Short exercise: List each line of the data below that contains the string "foliage", matching case exactly.

○ ○ ○ ○

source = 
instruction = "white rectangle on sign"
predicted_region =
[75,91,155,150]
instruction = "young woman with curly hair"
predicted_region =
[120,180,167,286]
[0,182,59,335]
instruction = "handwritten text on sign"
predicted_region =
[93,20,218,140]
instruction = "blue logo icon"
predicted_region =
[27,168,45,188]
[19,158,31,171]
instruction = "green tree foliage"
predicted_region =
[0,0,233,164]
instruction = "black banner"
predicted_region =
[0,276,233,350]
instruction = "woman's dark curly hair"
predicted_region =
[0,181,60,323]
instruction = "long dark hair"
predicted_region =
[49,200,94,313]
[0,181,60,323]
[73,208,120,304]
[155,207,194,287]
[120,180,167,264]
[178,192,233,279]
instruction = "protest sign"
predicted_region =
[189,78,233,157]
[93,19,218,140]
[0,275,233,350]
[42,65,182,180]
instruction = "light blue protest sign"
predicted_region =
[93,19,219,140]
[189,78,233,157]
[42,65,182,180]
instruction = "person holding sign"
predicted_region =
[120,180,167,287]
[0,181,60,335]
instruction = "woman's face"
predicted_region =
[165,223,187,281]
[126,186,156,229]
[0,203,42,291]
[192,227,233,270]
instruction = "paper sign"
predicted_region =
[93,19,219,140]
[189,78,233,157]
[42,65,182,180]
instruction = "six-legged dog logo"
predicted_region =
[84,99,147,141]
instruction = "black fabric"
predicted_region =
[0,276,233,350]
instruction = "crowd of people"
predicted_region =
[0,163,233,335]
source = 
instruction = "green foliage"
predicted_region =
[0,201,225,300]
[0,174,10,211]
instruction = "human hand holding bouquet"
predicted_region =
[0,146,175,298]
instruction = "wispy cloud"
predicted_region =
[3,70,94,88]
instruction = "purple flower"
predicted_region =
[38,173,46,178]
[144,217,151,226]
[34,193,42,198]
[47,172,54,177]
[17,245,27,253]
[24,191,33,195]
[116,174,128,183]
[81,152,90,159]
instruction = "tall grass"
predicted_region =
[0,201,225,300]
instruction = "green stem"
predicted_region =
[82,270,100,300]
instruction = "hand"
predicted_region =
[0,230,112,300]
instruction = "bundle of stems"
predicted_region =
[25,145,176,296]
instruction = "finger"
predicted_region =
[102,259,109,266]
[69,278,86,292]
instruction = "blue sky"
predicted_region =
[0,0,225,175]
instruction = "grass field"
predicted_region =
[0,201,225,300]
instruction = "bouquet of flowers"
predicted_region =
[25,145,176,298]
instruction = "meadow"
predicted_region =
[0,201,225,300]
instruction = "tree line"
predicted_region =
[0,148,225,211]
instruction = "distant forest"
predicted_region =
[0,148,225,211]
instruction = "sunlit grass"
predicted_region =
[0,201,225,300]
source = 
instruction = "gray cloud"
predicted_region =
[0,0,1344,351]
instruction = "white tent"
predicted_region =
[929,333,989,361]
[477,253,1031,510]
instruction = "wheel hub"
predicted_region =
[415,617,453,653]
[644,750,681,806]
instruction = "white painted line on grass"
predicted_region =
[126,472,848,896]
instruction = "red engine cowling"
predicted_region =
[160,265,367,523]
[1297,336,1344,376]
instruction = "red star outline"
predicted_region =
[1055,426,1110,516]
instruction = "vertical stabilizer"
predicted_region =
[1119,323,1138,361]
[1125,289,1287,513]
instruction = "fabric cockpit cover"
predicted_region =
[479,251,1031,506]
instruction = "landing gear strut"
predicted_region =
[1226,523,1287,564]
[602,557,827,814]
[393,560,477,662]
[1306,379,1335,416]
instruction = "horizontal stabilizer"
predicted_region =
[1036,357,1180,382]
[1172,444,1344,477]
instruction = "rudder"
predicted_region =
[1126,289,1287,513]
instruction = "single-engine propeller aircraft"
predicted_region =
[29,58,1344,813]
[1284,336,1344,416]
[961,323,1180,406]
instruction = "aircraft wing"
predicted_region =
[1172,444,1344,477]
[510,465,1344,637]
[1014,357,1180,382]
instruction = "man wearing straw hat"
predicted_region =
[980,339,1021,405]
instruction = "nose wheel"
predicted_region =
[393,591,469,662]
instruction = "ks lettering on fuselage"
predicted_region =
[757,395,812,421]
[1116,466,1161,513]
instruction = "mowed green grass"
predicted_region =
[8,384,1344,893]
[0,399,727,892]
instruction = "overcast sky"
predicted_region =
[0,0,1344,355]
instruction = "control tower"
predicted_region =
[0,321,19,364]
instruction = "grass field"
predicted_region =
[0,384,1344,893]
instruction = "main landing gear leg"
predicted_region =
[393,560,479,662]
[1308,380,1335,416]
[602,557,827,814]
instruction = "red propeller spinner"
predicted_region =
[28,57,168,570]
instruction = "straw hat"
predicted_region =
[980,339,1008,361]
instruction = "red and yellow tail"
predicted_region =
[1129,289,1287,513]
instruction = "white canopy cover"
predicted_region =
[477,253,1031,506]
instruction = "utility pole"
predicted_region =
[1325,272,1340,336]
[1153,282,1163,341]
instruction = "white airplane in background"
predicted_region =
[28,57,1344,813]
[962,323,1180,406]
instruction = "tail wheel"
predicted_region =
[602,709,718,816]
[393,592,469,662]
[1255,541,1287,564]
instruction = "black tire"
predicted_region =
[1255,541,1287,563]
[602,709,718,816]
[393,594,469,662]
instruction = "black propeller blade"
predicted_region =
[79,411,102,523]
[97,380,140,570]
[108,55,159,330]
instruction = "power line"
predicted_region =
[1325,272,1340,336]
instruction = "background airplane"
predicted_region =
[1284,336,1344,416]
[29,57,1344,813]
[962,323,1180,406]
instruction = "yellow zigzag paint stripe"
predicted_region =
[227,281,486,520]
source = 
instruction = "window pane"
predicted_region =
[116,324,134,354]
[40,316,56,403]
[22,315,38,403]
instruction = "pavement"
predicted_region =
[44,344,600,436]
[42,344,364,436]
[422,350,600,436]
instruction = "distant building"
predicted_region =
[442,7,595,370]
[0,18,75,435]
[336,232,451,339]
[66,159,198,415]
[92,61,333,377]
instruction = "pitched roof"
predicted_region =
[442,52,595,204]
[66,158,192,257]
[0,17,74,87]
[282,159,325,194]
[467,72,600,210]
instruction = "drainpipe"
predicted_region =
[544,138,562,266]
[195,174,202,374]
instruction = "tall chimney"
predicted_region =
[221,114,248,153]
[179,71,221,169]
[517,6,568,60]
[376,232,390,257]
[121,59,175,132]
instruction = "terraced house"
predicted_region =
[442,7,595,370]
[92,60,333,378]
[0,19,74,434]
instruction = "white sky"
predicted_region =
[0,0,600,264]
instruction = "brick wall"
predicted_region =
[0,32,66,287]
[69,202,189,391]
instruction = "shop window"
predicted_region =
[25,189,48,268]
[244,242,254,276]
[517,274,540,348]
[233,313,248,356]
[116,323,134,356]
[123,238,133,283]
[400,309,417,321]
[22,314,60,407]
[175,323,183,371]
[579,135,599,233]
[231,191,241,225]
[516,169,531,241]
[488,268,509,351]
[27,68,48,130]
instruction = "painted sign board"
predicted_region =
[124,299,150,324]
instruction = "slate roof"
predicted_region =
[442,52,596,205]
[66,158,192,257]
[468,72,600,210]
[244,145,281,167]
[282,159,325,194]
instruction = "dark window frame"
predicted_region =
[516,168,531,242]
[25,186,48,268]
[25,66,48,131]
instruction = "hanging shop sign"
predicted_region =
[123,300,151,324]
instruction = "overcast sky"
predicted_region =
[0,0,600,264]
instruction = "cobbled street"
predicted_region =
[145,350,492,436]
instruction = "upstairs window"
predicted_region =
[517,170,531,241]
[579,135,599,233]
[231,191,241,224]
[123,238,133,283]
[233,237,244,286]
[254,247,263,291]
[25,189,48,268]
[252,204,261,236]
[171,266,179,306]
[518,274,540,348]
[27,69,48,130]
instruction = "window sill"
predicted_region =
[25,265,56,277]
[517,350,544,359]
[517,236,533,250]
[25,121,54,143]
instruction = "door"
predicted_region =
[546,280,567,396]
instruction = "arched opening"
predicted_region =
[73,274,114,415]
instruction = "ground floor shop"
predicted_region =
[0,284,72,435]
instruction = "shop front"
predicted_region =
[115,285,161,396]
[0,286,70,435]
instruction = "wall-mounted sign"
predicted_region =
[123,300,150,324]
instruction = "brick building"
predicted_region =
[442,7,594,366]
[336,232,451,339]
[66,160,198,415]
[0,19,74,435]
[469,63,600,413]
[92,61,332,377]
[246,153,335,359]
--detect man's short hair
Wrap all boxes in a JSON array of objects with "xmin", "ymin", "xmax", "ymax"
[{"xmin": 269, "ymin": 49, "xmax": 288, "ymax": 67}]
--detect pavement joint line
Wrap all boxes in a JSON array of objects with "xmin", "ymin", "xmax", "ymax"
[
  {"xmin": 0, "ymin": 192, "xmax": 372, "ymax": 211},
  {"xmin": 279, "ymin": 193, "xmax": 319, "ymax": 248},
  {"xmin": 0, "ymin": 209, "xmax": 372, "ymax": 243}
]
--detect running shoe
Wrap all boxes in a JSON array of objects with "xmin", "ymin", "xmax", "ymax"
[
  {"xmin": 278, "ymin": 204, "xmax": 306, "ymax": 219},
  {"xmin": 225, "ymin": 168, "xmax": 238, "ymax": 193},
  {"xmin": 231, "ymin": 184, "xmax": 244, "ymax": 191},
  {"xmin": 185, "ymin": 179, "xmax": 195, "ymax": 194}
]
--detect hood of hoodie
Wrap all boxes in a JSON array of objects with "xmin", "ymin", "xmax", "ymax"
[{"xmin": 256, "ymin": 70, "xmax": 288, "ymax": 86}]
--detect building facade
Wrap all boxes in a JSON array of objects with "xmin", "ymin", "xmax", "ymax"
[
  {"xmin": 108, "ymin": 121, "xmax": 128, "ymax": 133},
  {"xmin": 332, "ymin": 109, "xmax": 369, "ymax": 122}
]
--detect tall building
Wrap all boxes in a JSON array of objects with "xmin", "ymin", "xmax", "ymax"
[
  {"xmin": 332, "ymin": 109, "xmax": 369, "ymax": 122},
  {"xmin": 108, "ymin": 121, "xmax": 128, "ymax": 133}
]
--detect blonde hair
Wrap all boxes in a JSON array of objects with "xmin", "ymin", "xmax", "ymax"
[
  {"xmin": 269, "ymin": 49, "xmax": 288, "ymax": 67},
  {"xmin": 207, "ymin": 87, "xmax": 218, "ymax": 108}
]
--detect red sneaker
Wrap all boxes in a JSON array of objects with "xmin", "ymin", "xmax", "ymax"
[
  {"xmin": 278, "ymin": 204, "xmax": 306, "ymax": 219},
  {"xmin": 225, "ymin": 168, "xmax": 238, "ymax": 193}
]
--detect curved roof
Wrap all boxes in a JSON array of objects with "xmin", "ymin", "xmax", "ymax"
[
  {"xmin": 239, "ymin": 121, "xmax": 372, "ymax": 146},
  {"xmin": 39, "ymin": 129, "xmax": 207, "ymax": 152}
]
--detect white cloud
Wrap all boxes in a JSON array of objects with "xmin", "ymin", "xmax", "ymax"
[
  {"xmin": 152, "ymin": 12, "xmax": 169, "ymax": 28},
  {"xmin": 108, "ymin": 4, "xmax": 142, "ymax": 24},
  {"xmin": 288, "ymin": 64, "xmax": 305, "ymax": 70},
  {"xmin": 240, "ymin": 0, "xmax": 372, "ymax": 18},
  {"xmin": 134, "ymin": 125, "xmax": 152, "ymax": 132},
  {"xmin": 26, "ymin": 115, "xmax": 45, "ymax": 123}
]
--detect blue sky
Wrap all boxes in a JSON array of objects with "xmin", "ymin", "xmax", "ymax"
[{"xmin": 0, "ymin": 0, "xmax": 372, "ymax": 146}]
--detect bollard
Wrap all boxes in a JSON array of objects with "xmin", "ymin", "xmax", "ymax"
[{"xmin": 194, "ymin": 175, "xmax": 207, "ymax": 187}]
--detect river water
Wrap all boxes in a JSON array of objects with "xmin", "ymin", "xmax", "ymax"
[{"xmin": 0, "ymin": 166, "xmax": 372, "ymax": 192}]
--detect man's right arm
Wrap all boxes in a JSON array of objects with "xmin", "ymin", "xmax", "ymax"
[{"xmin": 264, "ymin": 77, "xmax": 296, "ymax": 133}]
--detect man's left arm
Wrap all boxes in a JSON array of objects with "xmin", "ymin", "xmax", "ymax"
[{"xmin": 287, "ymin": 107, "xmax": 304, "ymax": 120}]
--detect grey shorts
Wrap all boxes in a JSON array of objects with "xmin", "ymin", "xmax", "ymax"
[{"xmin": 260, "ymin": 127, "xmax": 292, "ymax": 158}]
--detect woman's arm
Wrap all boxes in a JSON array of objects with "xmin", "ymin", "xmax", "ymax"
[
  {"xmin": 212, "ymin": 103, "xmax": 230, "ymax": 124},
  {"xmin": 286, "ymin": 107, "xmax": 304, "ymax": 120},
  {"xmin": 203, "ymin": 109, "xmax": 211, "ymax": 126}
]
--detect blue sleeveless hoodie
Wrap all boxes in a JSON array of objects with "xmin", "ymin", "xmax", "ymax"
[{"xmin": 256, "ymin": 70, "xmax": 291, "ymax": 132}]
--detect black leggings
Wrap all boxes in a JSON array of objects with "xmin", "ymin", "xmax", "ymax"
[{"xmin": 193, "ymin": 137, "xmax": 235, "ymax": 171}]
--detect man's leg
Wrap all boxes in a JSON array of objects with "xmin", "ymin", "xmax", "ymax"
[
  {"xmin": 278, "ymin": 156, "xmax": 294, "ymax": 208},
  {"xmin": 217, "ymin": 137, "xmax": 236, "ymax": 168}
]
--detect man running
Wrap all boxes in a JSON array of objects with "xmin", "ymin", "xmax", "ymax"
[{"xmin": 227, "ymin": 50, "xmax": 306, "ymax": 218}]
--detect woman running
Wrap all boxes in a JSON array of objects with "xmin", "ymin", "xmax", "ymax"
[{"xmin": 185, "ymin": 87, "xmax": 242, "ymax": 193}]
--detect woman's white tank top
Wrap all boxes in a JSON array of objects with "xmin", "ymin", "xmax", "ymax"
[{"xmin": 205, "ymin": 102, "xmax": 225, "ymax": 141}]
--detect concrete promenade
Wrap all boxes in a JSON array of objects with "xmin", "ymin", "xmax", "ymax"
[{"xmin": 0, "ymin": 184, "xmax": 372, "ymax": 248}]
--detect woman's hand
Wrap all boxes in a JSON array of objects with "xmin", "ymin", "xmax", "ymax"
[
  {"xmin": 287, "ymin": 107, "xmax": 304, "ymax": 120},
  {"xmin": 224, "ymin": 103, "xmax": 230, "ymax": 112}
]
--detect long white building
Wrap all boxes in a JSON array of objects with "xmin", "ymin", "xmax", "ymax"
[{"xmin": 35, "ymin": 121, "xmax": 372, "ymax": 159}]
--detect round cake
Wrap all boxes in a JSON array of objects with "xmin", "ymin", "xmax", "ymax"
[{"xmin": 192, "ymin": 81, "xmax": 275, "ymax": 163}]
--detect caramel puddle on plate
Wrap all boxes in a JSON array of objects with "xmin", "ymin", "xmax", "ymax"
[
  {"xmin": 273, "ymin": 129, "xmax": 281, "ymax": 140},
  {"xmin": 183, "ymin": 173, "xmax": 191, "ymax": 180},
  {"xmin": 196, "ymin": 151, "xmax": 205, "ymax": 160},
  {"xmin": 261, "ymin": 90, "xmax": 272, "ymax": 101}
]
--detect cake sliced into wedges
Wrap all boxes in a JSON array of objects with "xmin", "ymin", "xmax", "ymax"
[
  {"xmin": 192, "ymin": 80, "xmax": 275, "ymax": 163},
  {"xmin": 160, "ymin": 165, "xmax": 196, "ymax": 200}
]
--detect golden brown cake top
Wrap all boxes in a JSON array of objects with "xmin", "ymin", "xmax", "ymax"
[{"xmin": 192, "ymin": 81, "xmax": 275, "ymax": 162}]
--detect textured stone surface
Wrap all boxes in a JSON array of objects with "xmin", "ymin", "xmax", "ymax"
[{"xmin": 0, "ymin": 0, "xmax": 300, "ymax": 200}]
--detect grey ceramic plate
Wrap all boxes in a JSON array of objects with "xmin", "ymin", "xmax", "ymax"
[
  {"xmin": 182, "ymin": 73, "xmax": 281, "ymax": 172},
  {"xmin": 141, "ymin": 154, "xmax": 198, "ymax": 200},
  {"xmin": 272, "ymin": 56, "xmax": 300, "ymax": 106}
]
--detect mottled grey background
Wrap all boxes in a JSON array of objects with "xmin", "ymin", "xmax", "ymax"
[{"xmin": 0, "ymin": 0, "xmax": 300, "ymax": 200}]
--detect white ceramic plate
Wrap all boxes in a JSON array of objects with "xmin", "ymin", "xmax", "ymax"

○ ○ ○ ○

Completed exercise:
instruction = "green tree foliage"
instruction = "green foliage"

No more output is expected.